# Your assignment
Repeat every entry in full. Match each line exactly.

(Point-per-instance localization data)
################

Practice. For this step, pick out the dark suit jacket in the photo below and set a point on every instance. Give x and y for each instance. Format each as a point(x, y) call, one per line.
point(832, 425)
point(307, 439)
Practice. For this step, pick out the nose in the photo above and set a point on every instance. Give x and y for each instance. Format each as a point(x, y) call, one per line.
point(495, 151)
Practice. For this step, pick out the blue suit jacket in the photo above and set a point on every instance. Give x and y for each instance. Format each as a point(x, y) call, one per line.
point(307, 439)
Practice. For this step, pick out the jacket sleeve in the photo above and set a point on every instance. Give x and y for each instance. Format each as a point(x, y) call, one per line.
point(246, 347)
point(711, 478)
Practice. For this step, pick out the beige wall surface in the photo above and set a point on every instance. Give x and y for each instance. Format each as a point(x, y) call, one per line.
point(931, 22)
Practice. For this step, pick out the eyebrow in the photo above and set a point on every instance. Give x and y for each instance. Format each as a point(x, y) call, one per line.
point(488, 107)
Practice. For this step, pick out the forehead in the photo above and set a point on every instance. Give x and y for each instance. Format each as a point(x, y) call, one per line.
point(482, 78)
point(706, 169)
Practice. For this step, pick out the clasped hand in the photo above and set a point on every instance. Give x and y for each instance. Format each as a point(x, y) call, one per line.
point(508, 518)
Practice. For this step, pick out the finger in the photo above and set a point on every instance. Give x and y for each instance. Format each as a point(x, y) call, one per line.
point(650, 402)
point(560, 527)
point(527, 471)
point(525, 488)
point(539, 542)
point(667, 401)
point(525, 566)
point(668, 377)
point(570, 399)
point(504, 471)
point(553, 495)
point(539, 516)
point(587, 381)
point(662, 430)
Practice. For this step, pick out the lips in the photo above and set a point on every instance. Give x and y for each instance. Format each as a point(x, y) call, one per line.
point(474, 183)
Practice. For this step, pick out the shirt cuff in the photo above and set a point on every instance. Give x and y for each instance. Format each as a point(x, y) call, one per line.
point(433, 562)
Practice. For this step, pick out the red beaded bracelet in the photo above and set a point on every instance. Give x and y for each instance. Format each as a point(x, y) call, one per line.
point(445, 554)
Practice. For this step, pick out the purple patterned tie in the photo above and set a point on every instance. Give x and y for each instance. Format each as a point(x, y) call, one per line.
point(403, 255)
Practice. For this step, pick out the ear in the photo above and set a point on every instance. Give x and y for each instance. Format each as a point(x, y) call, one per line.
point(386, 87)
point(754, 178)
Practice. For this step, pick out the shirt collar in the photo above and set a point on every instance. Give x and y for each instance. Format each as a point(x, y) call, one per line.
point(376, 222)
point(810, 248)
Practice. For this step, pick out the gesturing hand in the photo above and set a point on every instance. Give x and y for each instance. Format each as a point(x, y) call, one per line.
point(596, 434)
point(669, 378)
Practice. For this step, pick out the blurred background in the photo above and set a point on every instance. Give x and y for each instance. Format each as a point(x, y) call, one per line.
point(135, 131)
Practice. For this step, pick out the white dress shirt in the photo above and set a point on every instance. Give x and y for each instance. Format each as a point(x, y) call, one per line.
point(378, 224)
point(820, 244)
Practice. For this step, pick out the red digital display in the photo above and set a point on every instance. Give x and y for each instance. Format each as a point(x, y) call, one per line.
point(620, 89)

################

# Written response
Practice. For this step, pick out the dark suit jacket in the photo below and set a point on every instance. Give x and y for each instance. Format each as a point(x, y) call, one per line.
point(832, 425)
point(307, 439)
Practice. For this step, pick out the nose in the photo above and set a point on every instance. Give x and y for each instance. Format each as a point(x, y) call, one per line.
point(495, 151)
Practice. For this step, pick out the blue suit jacket in the photo above and set a point on every instance. Give x and y for each instance. Format each as a point(x, y) call, one per line.
point(307, 439)
Practice. For this step, pick out the jacket sleeve in the photo above and set a point on every instance. Give x and y for each instance. Format each as a point(x, y) call, one per line.
point(246, 347)
point(711, 478)
Practice. For this step, pick out the beige wall surface in the photo above and set a point on every instance. Give x and y for each instance. Format each as a point(x, y) call, one per line.
point(931, 22)
Practice. For this step, pick out the eyebrow in the photo above and set a point on every instance. Give x and y for each instance. Format each as a point(x, y) call, one per line.
point(488, 107)
Practice. For this step, pick out the forehead in the photo above and set a point on every instance. Give x and y for each instance. Format each as a point(x, y) call, one per line.
point(482, 78)
point(706, 169)
Practice. For this step, pick out the clasped hand in the photo above and set a point on every instance. Give x and y for each instance. Format each as a point(x, y) call, one per line.
point(508, 518)
Practice. For this step, pick out the finger in the photo above and set a point on every instance. Give x and y for each instance. Format each as a point(x, y) call, one per line.
point(650, 402)
point(560, 527)
point(527, 471)
point(525, 488)
point(539, 542)
point(667, 401)
point(525, 566)
point(668, 377)
point(570, 399)
point(504, 471)
point(553, 495)
point(539, 516)
point(587, 381)
point(662, 430)
Practice. For this step, pick out the lips in the photo above and set a point on every instance. Give x and y for each instance. Format each as a point(x, y) call, one per line.
point(474, 183)
Practice. For this step, pick out the shirt cuff in the photo above and set a point on every instance. Give x and y for each instance. Format each as a point(x, y) call, one per line.
point(433, 562)
Practice. For this step, pick out the red beaded bracelet in the photo above and set a point on every instance. Give x and y for each instance. Format each as a point(x, y) call, one per line.
point(445, 554)
Practice. For this step, pick out the purple patterned tie in the photo above and set a point on every instance. Give x and y for each instance. Format each as a point(x, y) call, one per line.
point(403, 255)
Practice. For this step, pick out the ear in the photo above and set a point on every instance. Give x and y for each instance. Format each as a point(x, y) call, one per line.
point(386, 87)
point(754, 178)
Practice. For this step, pick out the shirt collar in the photo above and set a point on every instance. Give x and y for each instance. Format each as a point(x, y) call, one per line.
point(376, 222)
point(810, 248)
Practice. For this step, pick out the gesturing hand in the photo above and set a point on every instance. Give x and y for each instance. Format each as a point(x, y) call, one per line.
point(596, 434)
point(669, 378)
Practice. For this step, pick out the blurred background in the photo above and set a point on every instance. Give x and y for each instance. Format each as a point(x, y) call, one per line.
point(135, 131)
Practice. For this step, pick out the white dress shirt in the photo above and set a point on every instance. Give x and y for each instance. Format each as a point(x, y) call, one per line.
point(378, 224)
point(820, 244)
Practice. For this step, pick out the red digital display in the photo above and set a point on every instance. Give x and y for each instance. Format each as a point(x, y) call, one per line.
point(620, 89)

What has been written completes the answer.